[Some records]
§

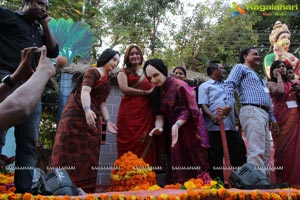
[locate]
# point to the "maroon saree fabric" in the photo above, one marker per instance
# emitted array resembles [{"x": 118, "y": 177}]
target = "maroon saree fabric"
[
  {"x": 77, "y": 146},
  {"x": 287, "y": 148},
  {"x": 135, "y": 121},
  {"x": 188, "y": 158}
]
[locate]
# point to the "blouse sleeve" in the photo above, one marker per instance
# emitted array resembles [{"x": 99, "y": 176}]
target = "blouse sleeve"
[{"x": 91, "y": 75}]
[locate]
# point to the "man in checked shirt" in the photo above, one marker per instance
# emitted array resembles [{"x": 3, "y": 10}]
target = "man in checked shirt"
[{"x": 256, "y": 113}]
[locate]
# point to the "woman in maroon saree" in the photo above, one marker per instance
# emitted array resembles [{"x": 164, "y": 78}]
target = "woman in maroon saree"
[
  {"x": 184, "y": 124},
  {"x": 284, "y": 94},
  {"x": 135, "y": 116},
  {"x": 78, "y": 138}
]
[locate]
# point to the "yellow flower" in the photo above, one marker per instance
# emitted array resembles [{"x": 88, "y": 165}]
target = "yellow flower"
[
  {"x": 154, "y": 187},
  {"x": 163, "y": 197},
  {"x": 213, "y": 183},
  {"x": 189, "y": 185}
]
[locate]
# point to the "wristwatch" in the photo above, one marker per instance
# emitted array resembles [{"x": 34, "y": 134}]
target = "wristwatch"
[{"x": 7, "y": 80}]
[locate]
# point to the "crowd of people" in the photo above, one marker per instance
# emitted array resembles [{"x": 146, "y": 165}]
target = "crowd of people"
[{"x": 161, "y": 118}]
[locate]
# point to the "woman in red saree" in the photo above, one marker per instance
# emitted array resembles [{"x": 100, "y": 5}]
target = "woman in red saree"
[
  {"x": 188, "y": 139},
  {"x": 284, "y": 95},
  {"x": 78, "y": 138},
  {"x": 135, "y": 116}
]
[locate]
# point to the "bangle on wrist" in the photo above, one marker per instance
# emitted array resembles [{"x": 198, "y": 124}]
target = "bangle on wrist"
[{"x": 85, "y": 108}]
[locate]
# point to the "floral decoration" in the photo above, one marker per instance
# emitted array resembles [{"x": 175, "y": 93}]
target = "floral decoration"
[{"x": 131, "y": 173}]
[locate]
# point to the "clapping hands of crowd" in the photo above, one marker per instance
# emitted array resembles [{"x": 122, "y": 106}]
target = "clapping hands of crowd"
[
  {"x": 24, "y": 70},
  {"x": 223, "y": 112}
]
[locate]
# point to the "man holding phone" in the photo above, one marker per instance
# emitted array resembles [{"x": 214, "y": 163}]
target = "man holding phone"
[{"x": 25, "y": 28}]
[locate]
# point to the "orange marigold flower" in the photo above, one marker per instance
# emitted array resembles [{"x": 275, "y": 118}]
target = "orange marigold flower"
[
  {"x": 27, "y": 196},
  {"x": 103, "y": 196},
  {"x": 90, "y": 197}
]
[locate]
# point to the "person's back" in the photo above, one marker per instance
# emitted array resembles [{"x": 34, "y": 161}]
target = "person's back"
[
  {"x": 21, "y": 29},
  {"x": 211, "y": 98},
  {"x": 255, "y": 113}
]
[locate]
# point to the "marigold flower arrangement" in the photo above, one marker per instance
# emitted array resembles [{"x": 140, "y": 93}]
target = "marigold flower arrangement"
[{"x": 131, "y": 173}]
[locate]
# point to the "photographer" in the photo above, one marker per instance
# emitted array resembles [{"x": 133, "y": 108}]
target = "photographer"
[{"x": 25, "y": 28}]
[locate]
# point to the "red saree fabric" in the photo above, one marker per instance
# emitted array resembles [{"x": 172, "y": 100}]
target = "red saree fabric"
[
  {"x": 135, "y": 121},
  {"x": 188, "y": 158},
  {"x": 287, "y": 148},
  {"x": 77, "y": 146}
]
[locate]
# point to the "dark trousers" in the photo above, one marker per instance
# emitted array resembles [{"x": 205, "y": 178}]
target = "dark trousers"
[{"x": 236, "y": 148}]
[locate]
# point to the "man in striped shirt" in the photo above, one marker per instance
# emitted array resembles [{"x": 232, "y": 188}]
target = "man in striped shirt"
[{"x": 255, "y": 113}]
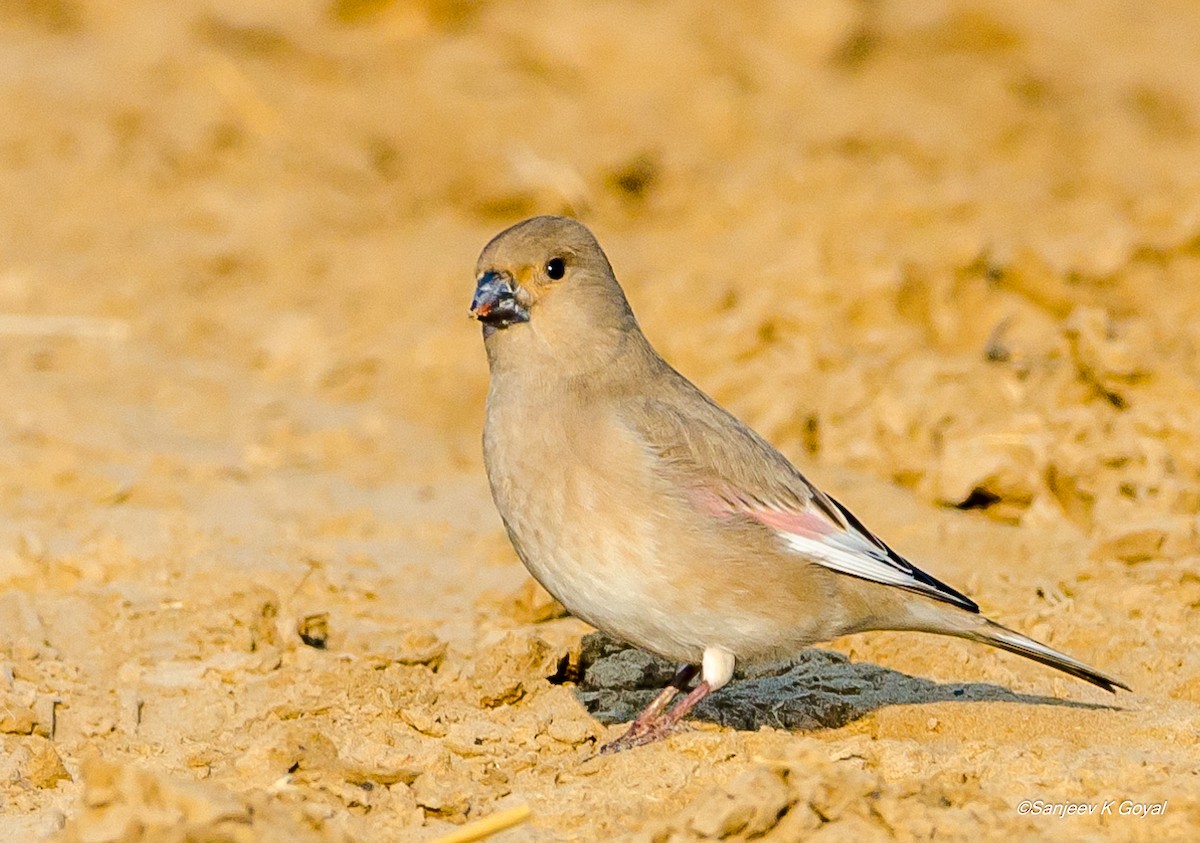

§

WHAT YOU NEED TO DO:
Please show each line in the entries above that contains the string "clapping", treating uppercase and lowercase as different.

WRITTEN SOLUTION:
# point to the "clapping hands of crowd" in the photo above, one marker per instance
target = "clapping hands of crowd"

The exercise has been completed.